━━━ Page extract ━━━

1827268 - shallowEqual from React is a lot slower in SM than V8 and JSC

Reporter

Description

•

1 year ago

function shallowEqual(objA, objB) {
  if (objectIs(objA, objB)) return !0;
  if ("object" !== typeof objA || null === objA || "object" !== typeof objB || null === objB) return !1;
  var keysA = Object.keys(objA),
    keysB = Object.keys(objB);
  if (keysA.length !== keysB.length) return !1;
  for (keysB = 0; keysB < keysA.length; keysB++) if (!hasOwnProperty$1.call(objB, keysA[keysB]) || !objectIs(objA[keysA[keysB]], objB[keysA[keysB]])) return !1;
  return !0;
}

SM: https://share.firefox.dev/3KtdDnP
V8: https://share.firefox.dev/3zMGxu3
JSC: https://share.firefox.dev/3monnHQ

The majority of the time is spent in Object.keys.

V8 is 2x faster than us. JSC is 3.6x faster. Getting to the same speed as V8 would gain us 3.3% on this benchmark. Getting to the same speed as JSC would gain us 3.3%

This function shows up as a problem in TodoMVC-React, TodoMVC-ReactRedux and MatrixReact. I suspect it also shows up in React-Stockcharts but don't have profiles showing that yet.

━━━

[Task prompt]:
Retype the passage of the shallowEqual bug report from "V8 is 2x faster" to "showing that yet.", keeping every character as it appears.

━━━ Data provided ━━━

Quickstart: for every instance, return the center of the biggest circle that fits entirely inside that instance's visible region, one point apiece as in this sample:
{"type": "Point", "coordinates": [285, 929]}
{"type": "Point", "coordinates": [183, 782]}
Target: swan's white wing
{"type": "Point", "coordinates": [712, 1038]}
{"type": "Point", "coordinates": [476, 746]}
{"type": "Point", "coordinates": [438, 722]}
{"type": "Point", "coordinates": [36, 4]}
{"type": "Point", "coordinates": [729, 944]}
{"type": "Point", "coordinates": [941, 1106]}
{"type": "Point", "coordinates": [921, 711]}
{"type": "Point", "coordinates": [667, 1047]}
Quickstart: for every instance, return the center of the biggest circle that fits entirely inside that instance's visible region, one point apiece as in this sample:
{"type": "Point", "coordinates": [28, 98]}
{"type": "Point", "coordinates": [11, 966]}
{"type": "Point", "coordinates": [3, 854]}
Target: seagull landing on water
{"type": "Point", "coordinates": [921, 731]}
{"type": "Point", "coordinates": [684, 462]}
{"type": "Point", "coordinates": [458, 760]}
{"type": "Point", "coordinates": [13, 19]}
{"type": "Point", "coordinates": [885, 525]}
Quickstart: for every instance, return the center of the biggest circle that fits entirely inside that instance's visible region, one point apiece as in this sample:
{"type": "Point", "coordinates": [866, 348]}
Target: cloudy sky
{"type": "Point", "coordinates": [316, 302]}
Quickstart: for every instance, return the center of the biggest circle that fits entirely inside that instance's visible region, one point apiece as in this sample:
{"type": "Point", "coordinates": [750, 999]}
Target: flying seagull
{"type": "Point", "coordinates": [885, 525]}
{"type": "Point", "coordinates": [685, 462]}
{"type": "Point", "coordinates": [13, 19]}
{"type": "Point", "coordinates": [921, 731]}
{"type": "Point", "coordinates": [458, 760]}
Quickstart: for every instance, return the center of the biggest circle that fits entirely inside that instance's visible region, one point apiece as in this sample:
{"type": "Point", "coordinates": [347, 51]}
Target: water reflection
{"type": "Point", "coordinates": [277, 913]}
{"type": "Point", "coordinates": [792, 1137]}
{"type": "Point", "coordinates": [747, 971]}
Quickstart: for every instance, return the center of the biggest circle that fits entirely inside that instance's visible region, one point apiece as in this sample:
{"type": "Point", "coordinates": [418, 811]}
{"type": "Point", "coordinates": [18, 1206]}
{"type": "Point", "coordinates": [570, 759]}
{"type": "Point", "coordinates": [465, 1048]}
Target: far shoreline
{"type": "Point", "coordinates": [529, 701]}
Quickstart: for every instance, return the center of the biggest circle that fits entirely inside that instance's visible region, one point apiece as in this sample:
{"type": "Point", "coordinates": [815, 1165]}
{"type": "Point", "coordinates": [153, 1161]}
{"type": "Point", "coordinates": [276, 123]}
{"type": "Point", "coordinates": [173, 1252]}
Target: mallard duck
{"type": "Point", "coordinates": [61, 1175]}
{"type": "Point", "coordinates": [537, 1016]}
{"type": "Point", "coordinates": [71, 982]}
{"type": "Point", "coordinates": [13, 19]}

━━━

[Result of this task]:
V8 is 2x faster than us. JSC is 3.6x faster. Getting to the same speed as V8 would gain us 3.3% on this benchmark. Getting to the same speed as JSC would gain us 3.3%

This function shows up as a problem in TodoMVC-React, TodoMVC-ReactRedux and MatrixReact. I suspect it also shows up in React-Stockcharts but don't have profiles showing that yet.